How many of the lines below include "goalkeeper"? Give the number and no other words.

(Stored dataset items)
####

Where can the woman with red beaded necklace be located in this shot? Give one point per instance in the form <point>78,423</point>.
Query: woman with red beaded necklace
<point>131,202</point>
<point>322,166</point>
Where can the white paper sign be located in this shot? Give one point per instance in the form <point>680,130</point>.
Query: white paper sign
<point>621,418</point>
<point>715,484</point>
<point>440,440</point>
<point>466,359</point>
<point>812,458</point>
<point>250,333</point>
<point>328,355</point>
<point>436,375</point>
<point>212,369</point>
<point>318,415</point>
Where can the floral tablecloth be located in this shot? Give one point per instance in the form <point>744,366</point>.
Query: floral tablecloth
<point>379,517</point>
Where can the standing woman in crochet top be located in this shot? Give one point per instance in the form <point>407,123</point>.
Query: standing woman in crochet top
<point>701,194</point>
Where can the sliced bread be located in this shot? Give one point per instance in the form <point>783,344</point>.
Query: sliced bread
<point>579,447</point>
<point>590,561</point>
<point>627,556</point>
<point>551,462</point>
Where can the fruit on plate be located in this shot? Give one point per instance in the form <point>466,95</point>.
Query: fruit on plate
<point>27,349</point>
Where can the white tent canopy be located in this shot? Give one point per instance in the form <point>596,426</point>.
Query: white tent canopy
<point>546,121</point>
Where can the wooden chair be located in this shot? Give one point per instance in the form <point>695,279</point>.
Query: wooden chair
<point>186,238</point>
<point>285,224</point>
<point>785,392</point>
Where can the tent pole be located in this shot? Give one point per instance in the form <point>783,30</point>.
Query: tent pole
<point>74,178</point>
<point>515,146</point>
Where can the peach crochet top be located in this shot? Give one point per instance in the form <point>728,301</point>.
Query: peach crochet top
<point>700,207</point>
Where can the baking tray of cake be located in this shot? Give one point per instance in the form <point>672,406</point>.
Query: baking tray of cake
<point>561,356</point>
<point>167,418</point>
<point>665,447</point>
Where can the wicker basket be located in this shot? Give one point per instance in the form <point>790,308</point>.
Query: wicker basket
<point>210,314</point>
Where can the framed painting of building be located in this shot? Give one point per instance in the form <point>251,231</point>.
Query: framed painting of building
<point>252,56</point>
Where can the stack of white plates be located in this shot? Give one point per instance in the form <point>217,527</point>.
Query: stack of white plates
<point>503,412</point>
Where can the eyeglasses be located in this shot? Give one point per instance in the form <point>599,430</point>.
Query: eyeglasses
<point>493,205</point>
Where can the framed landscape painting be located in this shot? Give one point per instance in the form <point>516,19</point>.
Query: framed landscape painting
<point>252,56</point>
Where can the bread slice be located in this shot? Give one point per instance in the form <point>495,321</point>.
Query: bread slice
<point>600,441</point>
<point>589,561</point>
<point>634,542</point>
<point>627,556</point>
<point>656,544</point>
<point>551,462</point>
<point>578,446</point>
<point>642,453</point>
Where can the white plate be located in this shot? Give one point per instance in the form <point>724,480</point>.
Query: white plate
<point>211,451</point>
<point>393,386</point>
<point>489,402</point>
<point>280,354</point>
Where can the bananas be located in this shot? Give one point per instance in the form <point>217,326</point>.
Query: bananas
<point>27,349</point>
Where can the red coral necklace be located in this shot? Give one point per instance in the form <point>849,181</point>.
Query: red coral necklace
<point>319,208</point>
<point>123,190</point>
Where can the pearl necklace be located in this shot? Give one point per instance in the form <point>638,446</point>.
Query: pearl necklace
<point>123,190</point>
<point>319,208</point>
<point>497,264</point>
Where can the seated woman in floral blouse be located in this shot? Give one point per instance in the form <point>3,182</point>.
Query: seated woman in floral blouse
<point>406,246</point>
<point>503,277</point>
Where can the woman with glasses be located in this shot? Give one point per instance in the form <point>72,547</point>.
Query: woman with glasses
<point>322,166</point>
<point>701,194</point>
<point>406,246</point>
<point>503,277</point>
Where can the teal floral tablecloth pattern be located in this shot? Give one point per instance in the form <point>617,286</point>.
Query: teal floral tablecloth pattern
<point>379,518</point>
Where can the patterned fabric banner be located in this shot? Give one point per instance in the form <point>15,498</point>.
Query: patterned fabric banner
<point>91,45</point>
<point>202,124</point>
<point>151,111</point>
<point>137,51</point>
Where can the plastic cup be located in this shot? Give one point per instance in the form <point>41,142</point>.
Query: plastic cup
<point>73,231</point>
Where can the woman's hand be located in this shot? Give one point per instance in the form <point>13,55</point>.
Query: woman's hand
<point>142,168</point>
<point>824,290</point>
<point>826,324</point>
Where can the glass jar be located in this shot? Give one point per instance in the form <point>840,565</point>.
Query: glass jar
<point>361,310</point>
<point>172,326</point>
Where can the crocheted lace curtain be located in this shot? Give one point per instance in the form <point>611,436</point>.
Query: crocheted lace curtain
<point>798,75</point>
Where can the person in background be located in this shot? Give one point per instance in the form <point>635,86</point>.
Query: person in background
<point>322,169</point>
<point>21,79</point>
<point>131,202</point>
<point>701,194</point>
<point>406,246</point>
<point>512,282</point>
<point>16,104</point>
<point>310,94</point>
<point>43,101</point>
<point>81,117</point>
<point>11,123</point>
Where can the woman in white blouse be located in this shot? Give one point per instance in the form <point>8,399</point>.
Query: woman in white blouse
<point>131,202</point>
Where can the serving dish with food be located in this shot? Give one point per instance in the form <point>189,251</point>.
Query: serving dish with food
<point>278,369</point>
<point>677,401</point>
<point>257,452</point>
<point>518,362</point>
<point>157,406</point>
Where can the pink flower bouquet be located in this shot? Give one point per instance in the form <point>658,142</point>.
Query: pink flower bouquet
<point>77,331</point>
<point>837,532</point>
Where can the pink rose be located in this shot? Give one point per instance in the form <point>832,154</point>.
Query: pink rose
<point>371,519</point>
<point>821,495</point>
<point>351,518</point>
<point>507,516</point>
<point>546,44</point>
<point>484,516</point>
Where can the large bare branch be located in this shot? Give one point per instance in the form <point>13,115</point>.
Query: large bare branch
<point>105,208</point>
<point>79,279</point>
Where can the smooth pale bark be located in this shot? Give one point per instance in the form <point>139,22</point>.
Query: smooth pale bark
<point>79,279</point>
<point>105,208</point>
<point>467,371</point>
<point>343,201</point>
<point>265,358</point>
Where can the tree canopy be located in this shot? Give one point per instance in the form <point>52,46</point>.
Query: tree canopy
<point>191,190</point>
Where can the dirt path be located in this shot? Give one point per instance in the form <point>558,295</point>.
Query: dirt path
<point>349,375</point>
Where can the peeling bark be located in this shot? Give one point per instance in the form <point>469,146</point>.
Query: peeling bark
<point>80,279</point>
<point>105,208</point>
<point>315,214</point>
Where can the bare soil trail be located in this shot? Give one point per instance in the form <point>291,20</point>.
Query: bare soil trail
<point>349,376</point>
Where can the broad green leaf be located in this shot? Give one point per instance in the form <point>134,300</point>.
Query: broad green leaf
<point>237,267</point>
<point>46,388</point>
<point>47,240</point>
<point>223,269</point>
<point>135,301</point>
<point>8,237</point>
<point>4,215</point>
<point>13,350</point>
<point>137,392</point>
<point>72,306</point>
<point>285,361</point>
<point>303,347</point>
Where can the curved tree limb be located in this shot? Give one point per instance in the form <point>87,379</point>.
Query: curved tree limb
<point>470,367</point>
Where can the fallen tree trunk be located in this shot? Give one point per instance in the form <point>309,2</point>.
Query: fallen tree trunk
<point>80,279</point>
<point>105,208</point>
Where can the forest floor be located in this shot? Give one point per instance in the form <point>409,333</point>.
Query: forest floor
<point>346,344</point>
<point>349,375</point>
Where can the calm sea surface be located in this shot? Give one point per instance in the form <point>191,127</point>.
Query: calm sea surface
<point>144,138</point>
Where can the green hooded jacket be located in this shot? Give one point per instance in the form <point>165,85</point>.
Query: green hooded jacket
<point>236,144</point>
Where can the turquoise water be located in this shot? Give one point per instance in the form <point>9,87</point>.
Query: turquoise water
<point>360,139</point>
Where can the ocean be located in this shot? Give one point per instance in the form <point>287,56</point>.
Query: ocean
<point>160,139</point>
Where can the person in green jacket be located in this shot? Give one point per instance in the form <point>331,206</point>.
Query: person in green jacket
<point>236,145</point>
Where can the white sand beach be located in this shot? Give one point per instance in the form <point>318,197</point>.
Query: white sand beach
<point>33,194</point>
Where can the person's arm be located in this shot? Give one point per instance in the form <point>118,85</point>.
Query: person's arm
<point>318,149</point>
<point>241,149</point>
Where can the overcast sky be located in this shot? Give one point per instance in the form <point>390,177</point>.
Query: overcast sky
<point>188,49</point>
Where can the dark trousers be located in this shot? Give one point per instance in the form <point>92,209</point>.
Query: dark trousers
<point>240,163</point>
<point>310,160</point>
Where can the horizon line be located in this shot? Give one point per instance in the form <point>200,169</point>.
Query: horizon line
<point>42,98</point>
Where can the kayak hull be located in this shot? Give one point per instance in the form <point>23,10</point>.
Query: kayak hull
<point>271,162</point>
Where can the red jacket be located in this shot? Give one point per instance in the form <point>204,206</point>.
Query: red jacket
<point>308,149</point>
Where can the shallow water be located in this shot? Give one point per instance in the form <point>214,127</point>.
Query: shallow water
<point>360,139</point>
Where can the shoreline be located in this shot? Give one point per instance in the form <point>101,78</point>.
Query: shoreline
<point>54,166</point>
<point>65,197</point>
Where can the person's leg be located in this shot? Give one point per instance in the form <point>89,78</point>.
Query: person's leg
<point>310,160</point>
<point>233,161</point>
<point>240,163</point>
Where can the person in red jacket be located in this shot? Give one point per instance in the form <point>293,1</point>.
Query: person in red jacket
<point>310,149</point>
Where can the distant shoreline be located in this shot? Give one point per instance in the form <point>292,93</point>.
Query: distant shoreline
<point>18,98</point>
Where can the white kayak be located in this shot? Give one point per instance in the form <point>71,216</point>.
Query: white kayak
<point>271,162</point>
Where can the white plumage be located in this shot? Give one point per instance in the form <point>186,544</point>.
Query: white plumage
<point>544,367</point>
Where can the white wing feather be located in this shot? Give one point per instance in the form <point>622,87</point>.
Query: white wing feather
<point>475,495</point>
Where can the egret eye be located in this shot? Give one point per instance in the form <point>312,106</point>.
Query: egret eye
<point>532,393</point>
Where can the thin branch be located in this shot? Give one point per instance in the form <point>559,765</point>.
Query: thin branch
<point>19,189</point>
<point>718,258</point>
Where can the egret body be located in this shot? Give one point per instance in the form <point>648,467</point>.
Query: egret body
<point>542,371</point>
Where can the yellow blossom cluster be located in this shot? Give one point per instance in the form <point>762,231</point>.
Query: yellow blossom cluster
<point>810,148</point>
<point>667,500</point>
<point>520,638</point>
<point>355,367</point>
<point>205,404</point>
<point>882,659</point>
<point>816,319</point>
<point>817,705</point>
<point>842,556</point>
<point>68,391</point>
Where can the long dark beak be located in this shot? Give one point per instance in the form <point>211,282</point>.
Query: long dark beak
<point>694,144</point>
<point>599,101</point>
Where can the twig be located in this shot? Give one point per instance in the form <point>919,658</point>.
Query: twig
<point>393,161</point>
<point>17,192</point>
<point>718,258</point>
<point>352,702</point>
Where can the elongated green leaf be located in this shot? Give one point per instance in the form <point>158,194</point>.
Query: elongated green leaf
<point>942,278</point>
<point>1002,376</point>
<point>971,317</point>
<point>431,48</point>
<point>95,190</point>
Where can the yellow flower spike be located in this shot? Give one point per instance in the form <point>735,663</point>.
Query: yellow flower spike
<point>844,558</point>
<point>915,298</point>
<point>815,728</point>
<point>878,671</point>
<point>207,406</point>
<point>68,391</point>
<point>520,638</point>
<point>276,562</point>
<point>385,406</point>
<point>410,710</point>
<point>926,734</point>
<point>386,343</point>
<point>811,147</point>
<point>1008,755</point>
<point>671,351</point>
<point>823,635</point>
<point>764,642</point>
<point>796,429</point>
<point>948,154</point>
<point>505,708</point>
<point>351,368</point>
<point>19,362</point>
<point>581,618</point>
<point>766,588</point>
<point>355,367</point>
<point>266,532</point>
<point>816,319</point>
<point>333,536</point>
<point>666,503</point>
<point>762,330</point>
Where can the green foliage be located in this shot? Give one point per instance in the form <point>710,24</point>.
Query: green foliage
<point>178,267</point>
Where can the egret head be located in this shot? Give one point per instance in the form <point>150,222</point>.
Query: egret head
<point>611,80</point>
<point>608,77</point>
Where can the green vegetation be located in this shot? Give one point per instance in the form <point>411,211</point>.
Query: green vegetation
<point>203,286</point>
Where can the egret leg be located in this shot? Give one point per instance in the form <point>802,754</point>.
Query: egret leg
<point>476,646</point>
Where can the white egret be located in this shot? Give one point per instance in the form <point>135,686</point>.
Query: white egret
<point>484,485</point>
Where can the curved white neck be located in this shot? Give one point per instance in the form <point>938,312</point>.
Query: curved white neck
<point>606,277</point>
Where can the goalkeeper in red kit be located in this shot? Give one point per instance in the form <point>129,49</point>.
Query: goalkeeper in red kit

####

Solution to the exercise —
2